[MATERIAL FOR THIS TASK]
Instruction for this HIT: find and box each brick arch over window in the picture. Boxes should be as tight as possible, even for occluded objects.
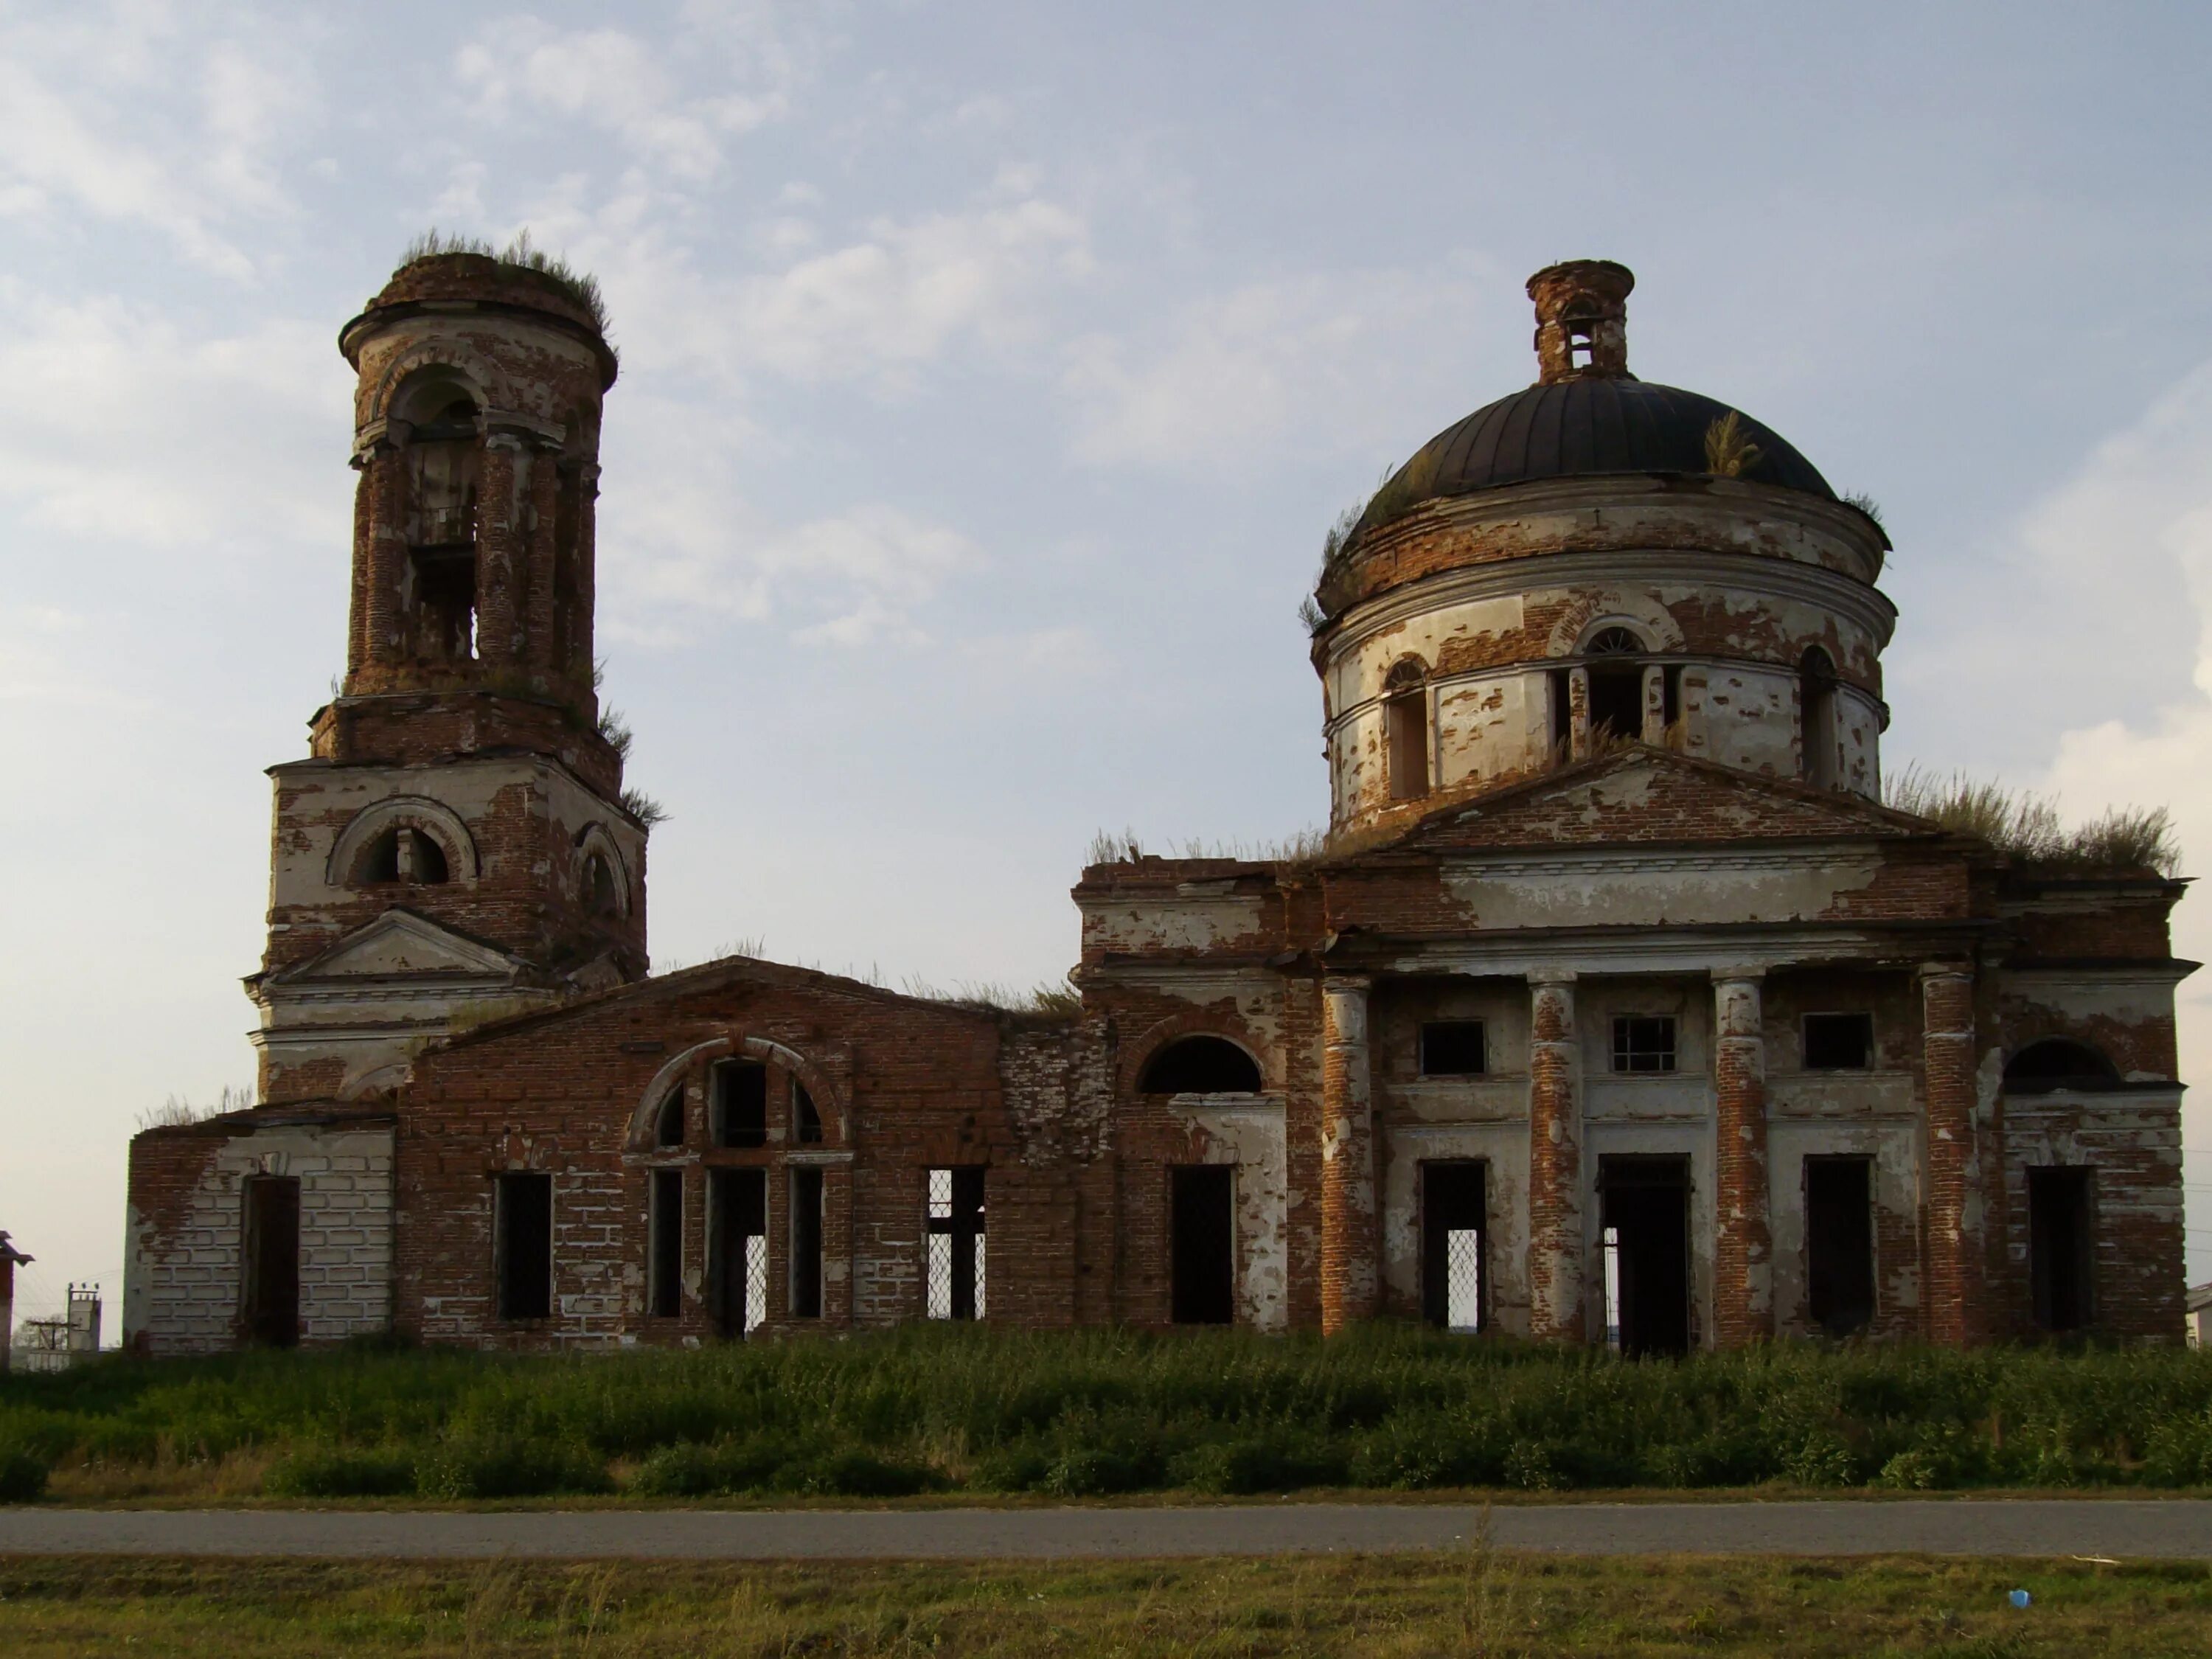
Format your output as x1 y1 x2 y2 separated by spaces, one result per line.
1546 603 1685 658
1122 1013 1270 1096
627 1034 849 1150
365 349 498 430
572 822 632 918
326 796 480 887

---

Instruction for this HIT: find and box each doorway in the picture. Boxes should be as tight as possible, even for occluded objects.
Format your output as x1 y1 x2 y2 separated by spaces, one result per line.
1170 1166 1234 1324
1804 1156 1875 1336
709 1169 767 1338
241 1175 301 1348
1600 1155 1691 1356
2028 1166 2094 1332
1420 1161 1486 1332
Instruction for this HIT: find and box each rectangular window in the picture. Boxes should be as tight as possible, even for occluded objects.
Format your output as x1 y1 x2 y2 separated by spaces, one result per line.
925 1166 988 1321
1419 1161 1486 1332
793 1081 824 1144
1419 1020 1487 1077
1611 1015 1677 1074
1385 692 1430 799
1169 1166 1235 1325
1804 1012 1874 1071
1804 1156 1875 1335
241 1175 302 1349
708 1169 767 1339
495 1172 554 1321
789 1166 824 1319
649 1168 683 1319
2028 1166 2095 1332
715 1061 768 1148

[WHAT YOU NEED TO DO]
Gather every line from the listing above in which "even" appears, and copy those lines.

[TASK RESULT]
Instruction for this HIT: find and box each brick arch over window in the picture. Boxes should be as tight as possible, even for occluded objects.
Instruction for this HIT: find and box each doorway in the picture. Boxes should be as tight as possible, even for occluded objects.
Instruction for this HIT: find and box each rectangular window in the picture. Boxes should be as tight as possible, even for occluded objects.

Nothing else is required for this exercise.